The menacing sound of rockets whistled past my window and exploded, a few seconds later, with a thunderous noise. It is a common occurrence here in Mogadishu. Every day dozens of rockets and mortars claim the lives of innocent civilians living in areas often far away from the battle fronts. Despite living in a hotel protected by large slabs of concrete, the power of the explosion threw me to the ground. Soon the pervasive smell of gunpowder filled the corridors of the hotel. It was a harrowing experience, and though I had expected my journey to be very dangerous, the moment of explosion completely dismantled my determination. For a while the whistling sound continued, as I lay flat on the ground, followed shortly by large explosions. Once the hailstorm had subsided and things appeared normal again, I went out in response to the neighbour’s loud bellows of rage.

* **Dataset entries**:

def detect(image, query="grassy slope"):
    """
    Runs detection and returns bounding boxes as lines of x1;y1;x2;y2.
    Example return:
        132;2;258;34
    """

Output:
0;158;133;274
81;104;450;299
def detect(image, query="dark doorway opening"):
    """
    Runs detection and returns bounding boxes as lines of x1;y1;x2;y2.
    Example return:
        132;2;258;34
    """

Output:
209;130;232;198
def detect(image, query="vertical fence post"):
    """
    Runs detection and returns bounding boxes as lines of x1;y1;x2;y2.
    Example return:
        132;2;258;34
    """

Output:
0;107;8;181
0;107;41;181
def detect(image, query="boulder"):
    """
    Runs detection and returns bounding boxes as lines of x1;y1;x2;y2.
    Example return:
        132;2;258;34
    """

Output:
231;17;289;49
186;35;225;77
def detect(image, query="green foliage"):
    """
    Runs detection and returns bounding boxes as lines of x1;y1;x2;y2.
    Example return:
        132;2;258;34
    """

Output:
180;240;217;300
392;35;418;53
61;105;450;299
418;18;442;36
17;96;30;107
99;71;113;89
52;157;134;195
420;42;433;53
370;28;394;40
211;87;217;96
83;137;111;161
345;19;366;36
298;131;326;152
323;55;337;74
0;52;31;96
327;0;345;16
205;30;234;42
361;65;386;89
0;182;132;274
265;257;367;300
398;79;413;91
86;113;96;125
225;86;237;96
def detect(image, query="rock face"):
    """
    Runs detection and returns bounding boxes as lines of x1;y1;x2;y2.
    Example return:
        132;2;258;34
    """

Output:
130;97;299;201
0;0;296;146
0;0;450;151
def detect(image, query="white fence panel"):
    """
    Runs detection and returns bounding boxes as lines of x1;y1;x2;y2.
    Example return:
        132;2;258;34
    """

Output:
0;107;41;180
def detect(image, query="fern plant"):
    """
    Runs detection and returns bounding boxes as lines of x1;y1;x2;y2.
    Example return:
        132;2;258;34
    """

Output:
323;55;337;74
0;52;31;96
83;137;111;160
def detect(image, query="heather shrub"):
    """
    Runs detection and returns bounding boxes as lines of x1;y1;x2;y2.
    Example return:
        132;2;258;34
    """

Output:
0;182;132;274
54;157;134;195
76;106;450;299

* **ACTIVITY LIST**:
1. Output the Mogadishu account between "The menacing sound" and "bellows of rage.", inclusive.
2. Write the next part of the Mogadishu account, starting after its final sentence.
The records are not relevant here.

* **ANSWERS PROVIDED**:
1.
The menacing sound of rockets whistled past my window and exploded, a few seconds later, with a thunderous noise. It is a common occurrence here in Mogadishu. Every day dozens of rockets and mortars claim the lives of innocent civilians living in areas often far away from the battle fronts. Despite living in a hotel protected by large slabs of concrete, the power of the explosion threw me to the ground. Soon the pervasive smell of gunpowder filled the corridors of the hotel. It was a harrowing experience, and though I had expected my journey to be very dangerous, the moment of explosion completely dismantled my determination. For a while the whistling sound continued, as I lay flat on the ground, followed shortly by large explosions. Once the hailstorm had subsided and things appeared normal again, I went out in response to the neighbour’s loud bellows of rage.

2.
Outside the shattered tin-roofed house, Amina Hussein, a nurse at the local clinic, screamed her lungs out. Rummaging through the debris and gesticulating wildly, Amina had to be restrained by a group of women standing nearby. And as the crowd consoled the grief-stricken nurse, I peered into the destroyed house. Through the ruins, and illuminated by the sun’s rays seeping through the small openings, I was confronted by a horrific scene. Digging through the rubble along with some helpers, we quickly uncovered the four bodies. The nurse’s husband and three children, lying peacefully next to each other, were all covered in blood. Dressed in what seemed like a colourfully embroidered frock, the state of the youngest daughter, no more than five years of age, was perhaps the most shocking. Shrapnel had completely punctured her delicate body while blood slowly trickled out of her beautiful face.